> _Problem to work on_
Copy out the entries below precisely; nothing is to be omitted.

#### Input material

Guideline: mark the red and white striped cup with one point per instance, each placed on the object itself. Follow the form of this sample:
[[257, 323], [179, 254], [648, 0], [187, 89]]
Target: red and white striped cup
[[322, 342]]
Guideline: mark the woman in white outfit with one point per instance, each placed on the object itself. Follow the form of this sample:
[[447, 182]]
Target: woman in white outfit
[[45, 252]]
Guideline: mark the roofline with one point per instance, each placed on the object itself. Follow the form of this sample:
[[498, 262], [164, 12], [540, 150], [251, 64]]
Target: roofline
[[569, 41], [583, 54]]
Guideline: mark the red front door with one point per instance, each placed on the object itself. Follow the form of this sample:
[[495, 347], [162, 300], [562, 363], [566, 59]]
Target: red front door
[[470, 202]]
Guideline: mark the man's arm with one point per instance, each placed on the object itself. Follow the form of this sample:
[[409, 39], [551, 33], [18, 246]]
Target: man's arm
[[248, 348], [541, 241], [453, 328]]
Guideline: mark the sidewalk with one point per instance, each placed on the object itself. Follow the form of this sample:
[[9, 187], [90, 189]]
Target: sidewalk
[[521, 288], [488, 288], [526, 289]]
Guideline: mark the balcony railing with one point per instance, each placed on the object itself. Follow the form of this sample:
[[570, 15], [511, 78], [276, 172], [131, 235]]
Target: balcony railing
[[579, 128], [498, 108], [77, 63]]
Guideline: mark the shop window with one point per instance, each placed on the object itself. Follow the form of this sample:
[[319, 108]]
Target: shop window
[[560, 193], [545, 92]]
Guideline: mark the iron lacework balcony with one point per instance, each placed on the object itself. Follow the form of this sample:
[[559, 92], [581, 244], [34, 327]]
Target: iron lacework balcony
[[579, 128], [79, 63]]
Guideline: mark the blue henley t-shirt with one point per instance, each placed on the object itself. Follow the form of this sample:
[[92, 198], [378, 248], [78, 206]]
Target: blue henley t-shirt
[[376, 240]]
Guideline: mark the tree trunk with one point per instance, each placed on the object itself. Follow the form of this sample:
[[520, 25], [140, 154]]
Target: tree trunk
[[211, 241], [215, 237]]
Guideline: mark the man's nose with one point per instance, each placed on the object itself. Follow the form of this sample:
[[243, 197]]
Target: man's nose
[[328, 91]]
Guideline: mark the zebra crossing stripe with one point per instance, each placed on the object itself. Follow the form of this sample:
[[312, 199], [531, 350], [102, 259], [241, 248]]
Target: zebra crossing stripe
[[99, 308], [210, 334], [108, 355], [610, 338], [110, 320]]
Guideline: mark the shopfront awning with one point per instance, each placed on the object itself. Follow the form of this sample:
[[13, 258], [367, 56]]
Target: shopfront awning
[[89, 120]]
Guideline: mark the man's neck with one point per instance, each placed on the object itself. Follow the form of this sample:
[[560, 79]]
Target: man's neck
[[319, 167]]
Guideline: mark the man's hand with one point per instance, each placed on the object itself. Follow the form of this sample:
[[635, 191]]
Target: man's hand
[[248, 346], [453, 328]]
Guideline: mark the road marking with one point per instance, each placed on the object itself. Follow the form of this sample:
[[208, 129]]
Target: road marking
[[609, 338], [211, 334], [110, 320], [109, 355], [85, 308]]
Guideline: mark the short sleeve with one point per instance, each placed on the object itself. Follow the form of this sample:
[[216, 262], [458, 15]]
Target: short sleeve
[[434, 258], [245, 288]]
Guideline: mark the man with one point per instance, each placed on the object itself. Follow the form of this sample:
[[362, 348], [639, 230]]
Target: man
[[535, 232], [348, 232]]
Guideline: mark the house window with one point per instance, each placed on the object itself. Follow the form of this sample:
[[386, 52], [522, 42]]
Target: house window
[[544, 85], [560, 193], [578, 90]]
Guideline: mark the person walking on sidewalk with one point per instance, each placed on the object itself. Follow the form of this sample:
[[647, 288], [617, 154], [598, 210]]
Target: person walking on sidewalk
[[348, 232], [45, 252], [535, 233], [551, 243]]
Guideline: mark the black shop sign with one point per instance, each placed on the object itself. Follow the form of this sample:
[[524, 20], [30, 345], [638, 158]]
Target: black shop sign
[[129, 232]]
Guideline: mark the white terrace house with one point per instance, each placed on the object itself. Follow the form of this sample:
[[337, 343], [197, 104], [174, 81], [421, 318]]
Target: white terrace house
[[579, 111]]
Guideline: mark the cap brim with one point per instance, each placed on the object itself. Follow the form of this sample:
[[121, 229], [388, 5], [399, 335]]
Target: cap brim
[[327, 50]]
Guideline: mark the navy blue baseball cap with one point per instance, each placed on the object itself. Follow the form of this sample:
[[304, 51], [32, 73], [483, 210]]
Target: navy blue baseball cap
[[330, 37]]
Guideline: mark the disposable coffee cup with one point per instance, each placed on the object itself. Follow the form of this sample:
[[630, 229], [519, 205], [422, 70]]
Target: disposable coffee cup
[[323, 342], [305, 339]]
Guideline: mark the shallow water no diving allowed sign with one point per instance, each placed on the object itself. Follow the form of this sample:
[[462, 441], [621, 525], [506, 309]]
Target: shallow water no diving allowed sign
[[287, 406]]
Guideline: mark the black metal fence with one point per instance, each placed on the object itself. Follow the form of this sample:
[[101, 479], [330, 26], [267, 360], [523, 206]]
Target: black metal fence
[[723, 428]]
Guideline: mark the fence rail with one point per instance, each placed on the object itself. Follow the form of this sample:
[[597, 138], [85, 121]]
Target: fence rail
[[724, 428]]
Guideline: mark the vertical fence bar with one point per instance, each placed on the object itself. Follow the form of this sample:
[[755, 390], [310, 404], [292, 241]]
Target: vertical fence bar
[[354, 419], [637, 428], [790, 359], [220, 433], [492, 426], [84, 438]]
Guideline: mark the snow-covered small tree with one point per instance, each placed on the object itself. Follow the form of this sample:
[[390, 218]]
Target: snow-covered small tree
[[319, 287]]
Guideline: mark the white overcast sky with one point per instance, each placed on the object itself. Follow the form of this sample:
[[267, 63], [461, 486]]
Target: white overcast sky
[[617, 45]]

########

> _Solution_
Guideline: mark the red and white striped cup with one point per instance, each placed on the object itself. Follow the form of this sample:
[[257, 323], [179, 254], [648, 0], [187, 89]]
Target: red and white striped cup
[[322, 342]]
Guideline: mark the woman in white outfit with one point per instance, each placed on the object itself. Follow the form of this sample:
[[447, 182]]
Target: woman in white outfit
[[45, 252]]
Guideline: mark the roofline with one point per instance, each placed on the object itself. Follow the form of this sample:
[[498, 262], [164, 12], [540, 150], [251, 64]]
Target: roofline
[[569, 41], [583, 54]]
Guideline: mark the red front door with one point per instance, each placed on the object itself. Follow the form of this sample:
[[495, 347], [162, 300], [562, 363], [566, 59]]
Target: red front door
[[470, 202]]
Guideline: mark the man's arm with one point per instance, each placed on the object itself. Follow the form of this sample:
[[409, 39], [551, 33], [18, 246]]
Target: man's arm
[[248, 348], [541, 241], [453, 328]]
Guideline: mark the sidewalk with one point per instance, each placed on the object itself. Follow the form of this sample:
[[9, 187], [90, 189]]
Target: sidewalk
[[521, 288], [488, 288], [526, 289]]
Guideline: mark the balcony railing with one point per instance, each placed on the object itself. Follow the form of this sample:
[[570, 15], [511, 78], [276, 172], [131, 235]]
Target: balcony railing
[[579, 128], [498, 108], [77, 63]]
Guideline: mark the shop window with one point per instance, each placed on the object itself. Follow the form of this sample:
[[319, 108]]
Target: shop window
[[560, 193], [545, 92]]
Guideline: mark the iron lacework balcony with one point per instance, each placed on the object itself. Follow the form of this sample:
[[559, 92], [581, 244], [34, 327]]
Target: iron lacework balcony
[[579, 128], [79, 63]]
Guideline: mark the blue henley t-shirt with one point per instance, each placed on the object itself. Follow the form of this sample:
[[92, 198], [378, 248], [78, 206]]
Target: blue henley t-shirt
[[376, 240]]
Guideline: mark the tree trunk with one point per instance, each placed on the object itself. Follow the form of this sample:
[[520, 25], [140, 154]]
Target: tree trunk
[[211, 241], [215, 237]]
Guideline: mark the man's nose with one point per instance, each placed on the object itself. Follow the form of this sample:
[[243, 197]]
Target: man's nose
[[328, 91]]
Guideline: mark the zebra crossing stripe with one point per instance, each placed on the object itself. Follow the form of this sample:
[[312, 199], [531, 350], [102, 259], [241, 248]]
Target: zebra crossing stripe
[[99, 308], [210, 334], [108, 355], [610, 338], [110, 320]]
Guideline: mark the shopfront awning with one point per instance, each placed on the object itself. Follow the form of this sample:
[[13, 258], [367, 56]]
Target: shopfront awning
[[89, 120]]
Guideline: mark the man's neck with one point per instance, each placed on the object itself. Follow the form of this sample:
[[560, 79]]
Target: man's neck
[[319, 167]]
Guideline: mark the man's hand with one point per instance, each placed on the object itself. Follow the form of this sample:
[[635, 191]]
Target: man's hand
[[248, 346], [453, 328]]
Guideline: mark the road marking with one point per instance, each placed on the object itself. Follow the form of this sample:
[[208, 129]]
Target: road marking
[[609, 338], [211, 334], [110, 320], [109, 355], [85, 308]]
Guideline: mark the short sleeve with one point per instance, each placed on the object itself. Follow the form of this sample:
[[216, 262], [458, 15]]
Target: short sleeve
[[434, 258], [245, 288]]
Guideline: mark the man with one point per instance, each placed on the object itself. Follow the form of this sample:
[[362, 348], [639, 230]]
Target: man
[[535, 232], [348, 232]]
Guideline: mark the house window with one point per instance, each placed on the object itself. Follow the form of this sample:
[[386, 52], [522, 42]]
Target: house window
[[544, 85], [560, 193], [578, 90]]
Guideline: mark the person walking on sidewalk with one point per instance, each placed on the object itself. Follow the form of this sample:
[[647, 288], [617, 154], [598, 210]]
Target: person walking on sidewalk
[[348, 232], [45, 252], [535, 233], [551, 243]]
Guideline: mark the black shop sign with one point per instance, each placed on the object itself. Follow the form of this sample:
[[524, 20], [30, 345], [638, 158]]
Target: black shop sign
[[129, 232]]
Guideline: mark the white terrace house with one point per instance, each placed on the object itself. Follow the form of this sample:
[[337, 343], [197, 104], [174, 81], [421, 318]]
Target: white terrace house
[[579, 111]]
Guideline: mark the cap brim with one point per instance, each placed on the object itself. Follow the form of this sample:
[[121, 229], [388, 5], [399, 335]]
Target: cap brim
[[327, 50]]
Guideline: mark the navy blue baseball cap with one point per instance, each placed on the object itself. Follow the form of this sample:
[[304, 51], [32, 73], [483, 210]]
Target: navy blue baseball cap
[[330, 37]]
Guideline: mark the disposable coffee cup with one point per instance, each placed on the object itself. Follow the form of this sample:
[[630, 229], [519, 205], [422, 70]]
Target: disposable coffee cup
[[323, 342], [305, 339]]
Guideline: mark the shallow water no diving allowed sign with one point per instance, each placed on the object itself. Follow the form of this sample:
[[462, 441], [621, 525], [506, 309]]
Target: shallow water no diving allowed sign
[[287, 406]]
Guideline: mark the black metal fence with one point per instance, each placed on the object itself. Follow the form of this sample:
[[101, 479], [330, 26], [267, 360], [523, 206]]
Target: black metal fence
[[723, 428]]
Guideline: mark the fence rail with one point per instance, each placed on the object itself. Follow the form of this sample:
[[597, 138], [85, 121]]
Target: fence rail
[[724, 428]]
Guideline: mark the vertical fence bar with one point per instance, each placed on the object itself. Follow the form of this sample:
[[755, 390], [310, 404], [292, 241]]
Target: vertical fence bar
[[354, 419], [637, 428], [790, 359], [220, 433], [492, 426], [84, 438]]
Guideline: mark the snow-covered small tree with one point per instance, each placed on the object itself. Follow the form of this sample:
[[390, 218]]
Target: snow-covered small tree
[[319, 287]]
Guideline: mark the white overcast sky with one point per instance, each placed on the object itself. Follow the form of this sample:
[[267, 63], [461, 486]]
Target: white overcast sky
[[617, 45]]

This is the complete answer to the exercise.